Il middle management, invece, è più focalizzato sull’efficacia all’interno del team, sulla delega, sull’allineamento tra strategia e operatività.
Molte delle persone che seguo nel coaching vogliono capire come affrontare conversazioni difficili, specialmente quando ci sono conflitti nelle relazioni lavorative.
Qual è la sfida più grande per te come coach?
La sfida più grande per me come coach — e sorrido perché so che è un mio limite — è che mi entusiasmo così tanto per la persona e il suo tema che a volte faccio fatica a restare nel ruolo di coach. Un coach non dovrebbe dare consigli, quindi devo trattenermi dal dire “perché non provi a fare così?” oppure “magari potresti fare questo”.
Devo fermarmi, e porre invece domande, tipo “cosa provi quando dici questa cosa?” o “ho notato un cambiamento nella tua energia, a cosa potrebbe essere legato?”. Ecco, questa è una delle mie difficoltà.
Perché sei empatica e quindi forse ti fai coinvolgere, e devi sforzarti di restare obiettiva, guardare le cose da fuori.
Sì. E devo anche sforzarmi di non presumere che la persona abbia lo stesso tipo di problema di qualcuno che ho già seguito in passato, perché, come dicevo, emergono spesso gli stessi temi. Ma ogni persona è un individuo. Ha la propria personalità, i propri valori, le sue motivazioni. E lavora in un contesto diverso da quello di altri che ho seguito.
Quindi devo evitare di pensare “questo problema mi ricorda quello di un’altra persona di qualche mese fa”.
Sono anche supervisionata. Per ogni coach certificato è una buona pratica essere supervisionati. Io stessa ricevo supervisione e rifletto molto dopo le sessioni che conduco.
====
• OBIETTIVO DELL'ESERCIZIO
Riporta senza modifiche il brano del testo sul coaching che inizia con "Devo fermarmi, e" e prosegue fino a "delle mie difficoltà.". Il materiale qui sotto è indipendente dal testo.

• VOCI DI DATI
====
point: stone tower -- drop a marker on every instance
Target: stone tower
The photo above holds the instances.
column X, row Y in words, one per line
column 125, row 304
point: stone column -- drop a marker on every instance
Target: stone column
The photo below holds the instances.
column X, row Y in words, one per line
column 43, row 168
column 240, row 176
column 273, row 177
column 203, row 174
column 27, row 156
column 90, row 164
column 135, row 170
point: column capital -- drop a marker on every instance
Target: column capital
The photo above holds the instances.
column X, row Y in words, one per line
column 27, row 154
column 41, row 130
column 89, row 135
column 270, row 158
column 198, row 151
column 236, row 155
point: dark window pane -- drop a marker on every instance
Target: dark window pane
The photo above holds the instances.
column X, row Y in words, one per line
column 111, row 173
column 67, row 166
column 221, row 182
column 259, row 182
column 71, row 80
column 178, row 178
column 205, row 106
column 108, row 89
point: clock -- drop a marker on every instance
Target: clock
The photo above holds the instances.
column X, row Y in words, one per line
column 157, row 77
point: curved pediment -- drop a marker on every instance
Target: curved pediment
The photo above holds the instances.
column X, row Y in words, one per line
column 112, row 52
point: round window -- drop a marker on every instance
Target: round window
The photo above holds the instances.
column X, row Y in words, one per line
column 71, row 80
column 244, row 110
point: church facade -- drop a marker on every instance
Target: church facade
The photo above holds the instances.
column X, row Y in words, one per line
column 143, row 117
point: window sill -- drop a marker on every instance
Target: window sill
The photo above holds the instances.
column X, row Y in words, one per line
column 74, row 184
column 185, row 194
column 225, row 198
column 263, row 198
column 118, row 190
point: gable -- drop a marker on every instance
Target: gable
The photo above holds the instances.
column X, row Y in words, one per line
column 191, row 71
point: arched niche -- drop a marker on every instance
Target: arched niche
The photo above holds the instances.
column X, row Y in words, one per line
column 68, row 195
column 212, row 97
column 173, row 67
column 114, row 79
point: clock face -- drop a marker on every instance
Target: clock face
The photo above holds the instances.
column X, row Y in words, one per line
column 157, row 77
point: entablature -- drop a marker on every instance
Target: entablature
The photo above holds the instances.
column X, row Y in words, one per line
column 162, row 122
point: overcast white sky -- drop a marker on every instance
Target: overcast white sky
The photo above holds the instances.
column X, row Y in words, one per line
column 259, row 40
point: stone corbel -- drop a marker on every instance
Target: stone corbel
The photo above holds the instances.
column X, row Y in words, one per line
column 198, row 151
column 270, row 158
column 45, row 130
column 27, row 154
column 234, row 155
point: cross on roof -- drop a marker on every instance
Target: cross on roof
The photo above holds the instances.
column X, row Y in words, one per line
====
• SOLUZIONE DELL'ESERCIZIO
Devo fermarmi, e porre invece domande, tipo “cosa provi quando dici questa cosa?” o “ho notato un cambiamento nella tua energia, a cosa potrebbe essere legato?”. Ecco, questa è una delle mie difficoltà.